* _GESTELLTE AUFGABE A_: Zu welchem Server kann Firefox laut der Fehlermeldung im Forumsbeitrag keine Verbindung aufbauen?

* _ANGEZEIGTER TEXT_:
=-=-=
# Firefox und Explorer - Probleme



## Mig_l (7. Februar 2006)

Ich habe mir zuhause auf meinem Rechner Firefox installiert und zu meinem Standard-Browser gemacht. Seitdem kann ich nicht mehr mit dem Explorer auf das Internet zugreifen. Kann mir jemand sagen, welche die entscheidende Einstellung ist, wenn ich auch mal den Explorer zwischendurch benützen will?
Im Büro habe ich mir Firofox installiert, aber kann es nicht verwenden, da es nicht auf das Internet zugreifen kann. Folgende meldung wird angezeigt: 

Fehler: Verbindung fehlgeschlagen

Firefox kann keine Verbindung zu dem Server unter www.google.de aufbauen.
        *   Die Website könnte vorübergehend nicht erreichbar sein, versuchen Sie es bitte später nochmals.
    *   Wenn Sie auch keine andere Website aufrufen können, überprüfen Sie bitte die Netzwerk-/Internetverbindung.
=-=-=
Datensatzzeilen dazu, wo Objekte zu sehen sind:
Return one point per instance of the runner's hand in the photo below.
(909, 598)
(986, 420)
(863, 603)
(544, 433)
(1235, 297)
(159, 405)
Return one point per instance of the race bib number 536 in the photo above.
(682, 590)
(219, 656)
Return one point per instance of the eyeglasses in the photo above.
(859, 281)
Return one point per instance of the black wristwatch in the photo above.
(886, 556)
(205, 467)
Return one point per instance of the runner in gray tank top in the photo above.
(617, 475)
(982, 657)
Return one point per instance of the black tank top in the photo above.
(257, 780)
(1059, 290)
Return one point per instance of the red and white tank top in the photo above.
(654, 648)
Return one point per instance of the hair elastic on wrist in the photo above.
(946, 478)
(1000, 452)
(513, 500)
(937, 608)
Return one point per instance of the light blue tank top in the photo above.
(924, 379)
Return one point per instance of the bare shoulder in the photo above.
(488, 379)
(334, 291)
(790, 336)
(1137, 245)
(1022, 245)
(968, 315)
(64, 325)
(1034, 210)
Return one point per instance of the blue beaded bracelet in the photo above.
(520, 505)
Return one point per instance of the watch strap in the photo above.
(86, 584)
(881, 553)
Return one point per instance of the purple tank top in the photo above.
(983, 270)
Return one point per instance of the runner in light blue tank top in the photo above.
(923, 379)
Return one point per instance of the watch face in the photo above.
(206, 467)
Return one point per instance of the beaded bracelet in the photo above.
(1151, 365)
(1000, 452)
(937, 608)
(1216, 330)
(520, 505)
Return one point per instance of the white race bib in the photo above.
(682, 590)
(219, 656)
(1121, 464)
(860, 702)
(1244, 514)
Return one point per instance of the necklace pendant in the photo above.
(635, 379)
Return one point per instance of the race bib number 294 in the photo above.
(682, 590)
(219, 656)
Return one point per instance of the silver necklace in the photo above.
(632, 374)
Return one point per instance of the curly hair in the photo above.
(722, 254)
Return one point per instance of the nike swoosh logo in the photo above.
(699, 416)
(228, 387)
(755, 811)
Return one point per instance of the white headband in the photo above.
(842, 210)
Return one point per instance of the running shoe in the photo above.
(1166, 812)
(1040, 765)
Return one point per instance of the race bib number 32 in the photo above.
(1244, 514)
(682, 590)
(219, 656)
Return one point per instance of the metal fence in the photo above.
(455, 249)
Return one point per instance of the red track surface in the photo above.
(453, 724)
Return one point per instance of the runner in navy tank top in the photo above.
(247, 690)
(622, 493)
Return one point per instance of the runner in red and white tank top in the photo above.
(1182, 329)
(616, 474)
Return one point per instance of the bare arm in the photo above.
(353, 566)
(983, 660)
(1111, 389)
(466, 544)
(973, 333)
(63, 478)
=-=-=
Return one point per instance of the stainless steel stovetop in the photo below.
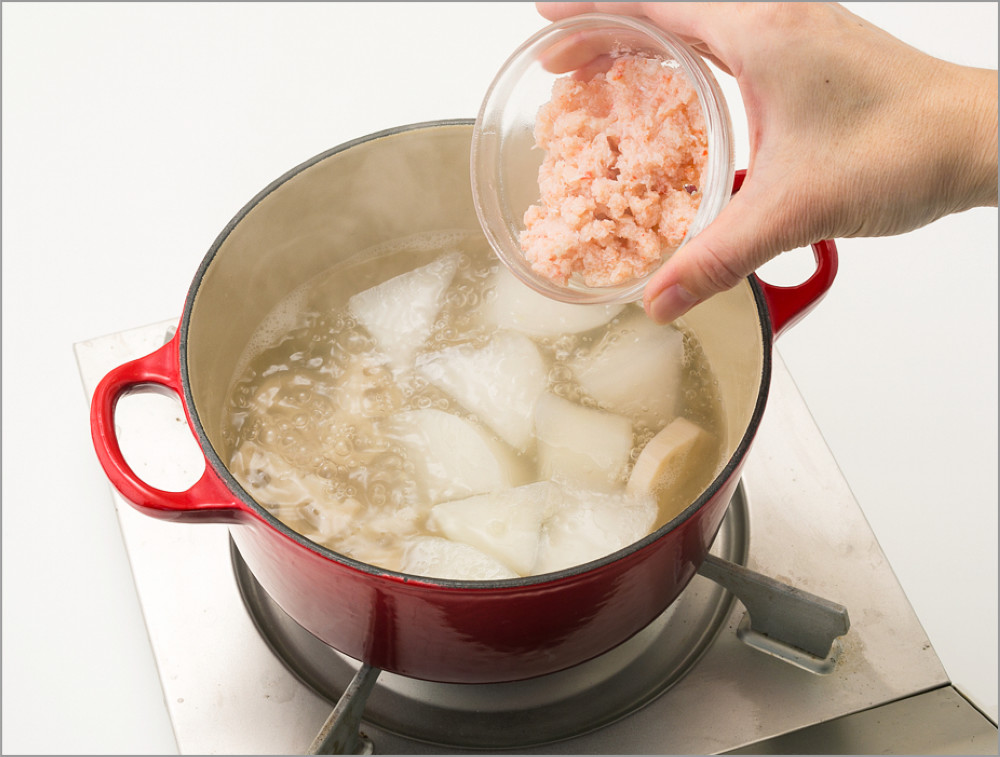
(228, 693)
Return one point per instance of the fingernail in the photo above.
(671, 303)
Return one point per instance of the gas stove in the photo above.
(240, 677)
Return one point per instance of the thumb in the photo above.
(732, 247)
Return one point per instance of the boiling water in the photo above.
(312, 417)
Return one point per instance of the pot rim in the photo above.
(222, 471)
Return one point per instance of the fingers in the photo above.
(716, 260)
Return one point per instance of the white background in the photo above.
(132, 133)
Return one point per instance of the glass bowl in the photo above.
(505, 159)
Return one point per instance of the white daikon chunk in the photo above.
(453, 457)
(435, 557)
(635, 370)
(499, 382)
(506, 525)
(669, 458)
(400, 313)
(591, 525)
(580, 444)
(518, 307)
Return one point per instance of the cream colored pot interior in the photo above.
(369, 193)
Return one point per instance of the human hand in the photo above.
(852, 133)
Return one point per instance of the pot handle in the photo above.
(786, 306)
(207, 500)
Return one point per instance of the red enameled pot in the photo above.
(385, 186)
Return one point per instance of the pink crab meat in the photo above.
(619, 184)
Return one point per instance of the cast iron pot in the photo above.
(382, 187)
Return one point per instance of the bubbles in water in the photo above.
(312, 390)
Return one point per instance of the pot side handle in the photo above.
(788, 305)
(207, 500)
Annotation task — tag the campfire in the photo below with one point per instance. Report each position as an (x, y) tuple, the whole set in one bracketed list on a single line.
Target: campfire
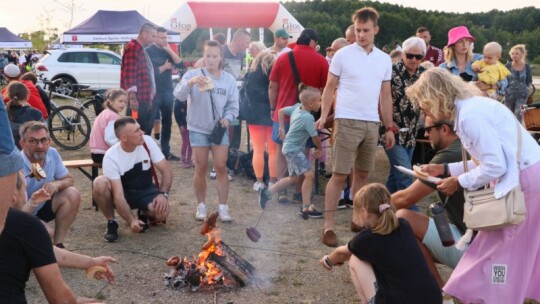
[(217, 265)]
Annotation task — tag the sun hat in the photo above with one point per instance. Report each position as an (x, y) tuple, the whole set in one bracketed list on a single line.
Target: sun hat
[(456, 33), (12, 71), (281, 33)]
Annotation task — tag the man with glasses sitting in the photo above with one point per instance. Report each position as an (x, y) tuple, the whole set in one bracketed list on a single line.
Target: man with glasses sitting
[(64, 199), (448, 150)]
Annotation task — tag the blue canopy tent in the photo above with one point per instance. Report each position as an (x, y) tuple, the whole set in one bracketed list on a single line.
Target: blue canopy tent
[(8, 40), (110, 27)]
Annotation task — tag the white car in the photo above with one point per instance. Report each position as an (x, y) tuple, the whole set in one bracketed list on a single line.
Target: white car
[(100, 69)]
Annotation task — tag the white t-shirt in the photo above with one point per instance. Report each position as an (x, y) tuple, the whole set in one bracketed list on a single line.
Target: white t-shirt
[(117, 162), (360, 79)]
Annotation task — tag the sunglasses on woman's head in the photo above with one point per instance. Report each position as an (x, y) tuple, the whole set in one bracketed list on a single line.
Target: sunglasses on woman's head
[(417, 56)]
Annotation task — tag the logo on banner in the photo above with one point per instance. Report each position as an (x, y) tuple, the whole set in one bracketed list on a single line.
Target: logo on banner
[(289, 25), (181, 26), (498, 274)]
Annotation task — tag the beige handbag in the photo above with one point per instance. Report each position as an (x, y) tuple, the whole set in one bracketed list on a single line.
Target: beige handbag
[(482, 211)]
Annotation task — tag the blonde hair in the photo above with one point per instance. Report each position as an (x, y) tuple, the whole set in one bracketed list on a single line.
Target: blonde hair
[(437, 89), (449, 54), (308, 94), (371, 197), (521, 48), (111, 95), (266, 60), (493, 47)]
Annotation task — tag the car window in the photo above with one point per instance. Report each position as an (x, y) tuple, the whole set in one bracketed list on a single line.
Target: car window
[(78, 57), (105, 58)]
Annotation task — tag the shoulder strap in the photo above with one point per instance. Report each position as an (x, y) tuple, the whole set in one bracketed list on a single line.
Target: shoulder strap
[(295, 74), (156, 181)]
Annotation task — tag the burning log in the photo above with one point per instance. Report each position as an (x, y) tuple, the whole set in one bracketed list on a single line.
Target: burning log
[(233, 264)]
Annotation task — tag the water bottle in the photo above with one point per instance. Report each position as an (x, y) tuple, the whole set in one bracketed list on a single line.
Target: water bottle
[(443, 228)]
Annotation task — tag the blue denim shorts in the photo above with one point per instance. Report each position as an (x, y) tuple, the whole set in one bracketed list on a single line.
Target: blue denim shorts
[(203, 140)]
=-=-=
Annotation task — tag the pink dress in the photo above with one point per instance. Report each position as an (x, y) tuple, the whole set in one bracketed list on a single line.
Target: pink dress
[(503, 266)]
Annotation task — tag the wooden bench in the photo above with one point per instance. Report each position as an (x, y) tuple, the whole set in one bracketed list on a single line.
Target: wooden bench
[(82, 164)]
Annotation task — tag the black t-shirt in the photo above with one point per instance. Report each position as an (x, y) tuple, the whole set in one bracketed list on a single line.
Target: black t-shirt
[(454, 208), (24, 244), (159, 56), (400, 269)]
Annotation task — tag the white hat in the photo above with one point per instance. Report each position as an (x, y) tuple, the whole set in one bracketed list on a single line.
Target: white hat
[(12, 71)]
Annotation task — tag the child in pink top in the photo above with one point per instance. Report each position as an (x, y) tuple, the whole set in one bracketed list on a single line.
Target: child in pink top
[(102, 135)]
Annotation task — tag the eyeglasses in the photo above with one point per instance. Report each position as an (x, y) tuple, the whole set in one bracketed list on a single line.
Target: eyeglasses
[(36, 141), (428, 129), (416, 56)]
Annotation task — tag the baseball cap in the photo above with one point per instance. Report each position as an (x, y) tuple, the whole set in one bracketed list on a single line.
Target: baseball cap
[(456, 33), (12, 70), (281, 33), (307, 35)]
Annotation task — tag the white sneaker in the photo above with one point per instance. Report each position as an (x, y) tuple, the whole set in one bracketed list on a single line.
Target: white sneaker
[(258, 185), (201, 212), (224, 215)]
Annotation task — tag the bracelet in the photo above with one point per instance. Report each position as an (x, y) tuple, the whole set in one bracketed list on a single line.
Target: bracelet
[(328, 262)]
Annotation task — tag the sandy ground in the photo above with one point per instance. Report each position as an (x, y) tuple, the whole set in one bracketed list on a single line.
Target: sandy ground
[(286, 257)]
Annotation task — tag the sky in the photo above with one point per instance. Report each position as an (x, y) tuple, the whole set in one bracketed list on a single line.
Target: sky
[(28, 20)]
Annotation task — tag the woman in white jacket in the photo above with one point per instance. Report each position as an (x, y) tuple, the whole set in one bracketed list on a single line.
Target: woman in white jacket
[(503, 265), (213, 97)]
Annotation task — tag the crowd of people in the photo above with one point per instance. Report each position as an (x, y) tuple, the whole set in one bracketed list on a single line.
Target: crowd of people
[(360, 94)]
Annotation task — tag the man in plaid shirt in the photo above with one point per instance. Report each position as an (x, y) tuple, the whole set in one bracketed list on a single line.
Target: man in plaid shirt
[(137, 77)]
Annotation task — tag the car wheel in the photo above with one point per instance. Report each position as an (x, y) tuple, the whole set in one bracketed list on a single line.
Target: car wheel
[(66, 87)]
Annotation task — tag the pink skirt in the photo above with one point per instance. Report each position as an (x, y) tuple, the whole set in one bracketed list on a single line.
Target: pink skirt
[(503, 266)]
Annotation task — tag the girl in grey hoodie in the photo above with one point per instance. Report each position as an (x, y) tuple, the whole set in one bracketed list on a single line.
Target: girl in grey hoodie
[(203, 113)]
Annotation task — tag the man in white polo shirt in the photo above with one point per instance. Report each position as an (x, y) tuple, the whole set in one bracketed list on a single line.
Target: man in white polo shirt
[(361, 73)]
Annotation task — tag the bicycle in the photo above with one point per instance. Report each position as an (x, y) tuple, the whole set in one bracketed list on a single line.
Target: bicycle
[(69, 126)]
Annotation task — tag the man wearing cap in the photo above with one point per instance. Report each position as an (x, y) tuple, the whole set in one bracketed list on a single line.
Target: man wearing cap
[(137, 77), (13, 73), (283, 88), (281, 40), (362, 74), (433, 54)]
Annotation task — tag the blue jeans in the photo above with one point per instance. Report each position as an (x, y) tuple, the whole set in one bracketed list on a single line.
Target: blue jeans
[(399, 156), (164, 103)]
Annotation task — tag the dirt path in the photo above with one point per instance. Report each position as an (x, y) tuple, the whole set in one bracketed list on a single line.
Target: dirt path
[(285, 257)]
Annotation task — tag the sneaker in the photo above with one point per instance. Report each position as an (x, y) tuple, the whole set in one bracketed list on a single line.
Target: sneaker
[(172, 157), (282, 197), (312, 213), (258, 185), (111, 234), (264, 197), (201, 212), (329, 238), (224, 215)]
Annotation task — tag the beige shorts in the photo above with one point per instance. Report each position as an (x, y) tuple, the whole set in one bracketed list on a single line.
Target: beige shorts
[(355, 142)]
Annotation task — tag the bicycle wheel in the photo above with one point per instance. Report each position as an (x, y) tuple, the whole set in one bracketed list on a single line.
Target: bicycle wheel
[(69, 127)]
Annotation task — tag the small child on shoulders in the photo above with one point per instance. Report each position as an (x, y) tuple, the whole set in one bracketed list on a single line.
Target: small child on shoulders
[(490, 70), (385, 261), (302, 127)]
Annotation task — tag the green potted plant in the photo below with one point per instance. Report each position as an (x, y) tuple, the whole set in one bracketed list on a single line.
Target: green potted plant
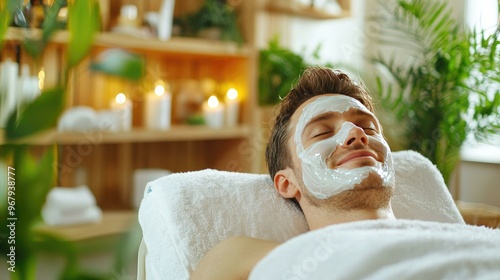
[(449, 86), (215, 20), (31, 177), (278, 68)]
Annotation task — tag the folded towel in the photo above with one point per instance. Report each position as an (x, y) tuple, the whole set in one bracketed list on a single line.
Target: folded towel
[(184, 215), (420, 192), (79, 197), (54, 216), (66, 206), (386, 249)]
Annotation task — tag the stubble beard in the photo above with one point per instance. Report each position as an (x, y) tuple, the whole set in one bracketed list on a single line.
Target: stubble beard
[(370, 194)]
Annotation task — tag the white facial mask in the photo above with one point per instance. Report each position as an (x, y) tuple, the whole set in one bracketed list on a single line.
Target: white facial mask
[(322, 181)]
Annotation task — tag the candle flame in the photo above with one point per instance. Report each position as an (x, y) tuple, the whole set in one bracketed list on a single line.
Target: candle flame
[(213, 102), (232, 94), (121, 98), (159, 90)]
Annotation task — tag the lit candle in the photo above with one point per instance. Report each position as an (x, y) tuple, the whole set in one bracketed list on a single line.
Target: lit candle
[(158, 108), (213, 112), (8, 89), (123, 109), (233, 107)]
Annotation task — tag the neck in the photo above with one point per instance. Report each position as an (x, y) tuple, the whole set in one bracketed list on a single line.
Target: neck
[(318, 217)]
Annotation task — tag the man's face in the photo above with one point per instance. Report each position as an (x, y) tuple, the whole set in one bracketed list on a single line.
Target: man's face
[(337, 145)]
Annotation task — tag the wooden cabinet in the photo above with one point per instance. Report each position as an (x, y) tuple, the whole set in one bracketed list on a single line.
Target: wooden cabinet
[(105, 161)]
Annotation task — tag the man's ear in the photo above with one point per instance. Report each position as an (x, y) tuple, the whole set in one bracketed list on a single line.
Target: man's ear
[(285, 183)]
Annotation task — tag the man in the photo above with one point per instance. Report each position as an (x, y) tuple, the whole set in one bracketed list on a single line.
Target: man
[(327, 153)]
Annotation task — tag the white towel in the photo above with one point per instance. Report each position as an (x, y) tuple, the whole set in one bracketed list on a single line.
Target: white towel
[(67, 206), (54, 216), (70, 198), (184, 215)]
=-=-=
* _GESTELLTE AUFGABE B_: Gib aus den Einträgen die Zeilen von der Zeile mit "Return one point per instance of the runner's" bis zur Zeile mit "(1059, 290)" unverändert aus, beide Zeilen eingeschlossen.

* _ANTWORT ZUR AUFGABE A_: Zu dem Server unter www.google.de.

* _ANTWORT ZUR AUFGABE B_:
Return one point per instance of the runner's hand in the photo below.
(909, 598)
(986, 420)
(863, 603)
(544, 433)
(1235, 297)
(159, 405)
Return one point per instance of the race bib number 536 in the photo above.
(682, 590)
(219, 656)
Return one point per instance of the eyeglasses in the photo above.
(859, 281)
Return one point per instance of the black wristwatch in the photo above.
(886, 556)
(205, 467)
Return one point per instance of the runner in gray tank top in the photo above.
(617, 475)
(982, 657)
Return one point per instance of the black tank top in the photo above.
(257, 780)
(1059, 290)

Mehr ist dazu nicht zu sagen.